Aim of the exercise:
Update the listing below, starting with the line that contains "In this exercise you will indicate the char" and continuing through the end of the listing, so that "char on meat" becomes "seared crust" and nothing else changes. Leave the pictures out of your answer.

Extracted information:
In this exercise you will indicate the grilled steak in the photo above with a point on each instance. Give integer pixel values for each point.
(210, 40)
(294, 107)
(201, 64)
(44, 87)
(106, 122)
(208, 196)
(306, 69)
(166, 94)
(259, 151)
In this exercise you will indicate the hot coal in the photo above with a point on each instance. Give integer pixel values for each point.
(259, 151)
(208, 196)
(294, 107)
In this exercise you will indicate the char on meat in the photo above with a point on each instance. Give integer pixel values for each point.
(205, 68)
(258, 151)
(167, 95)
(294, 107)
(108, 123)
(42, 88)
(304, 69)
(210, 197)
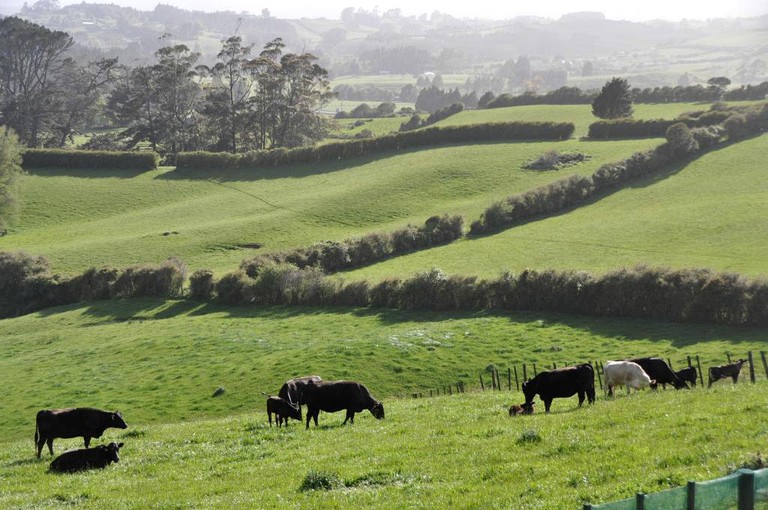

Full solution:
In this exercise you will indicate the seared crust in the photo above with a point on each instance. Give integer pixel values for each point.
(205, 68)
(258, 151)
(167, 95)
(294, 107)
(108, 123)
(42, 88)
(304, 69)
(210, 197)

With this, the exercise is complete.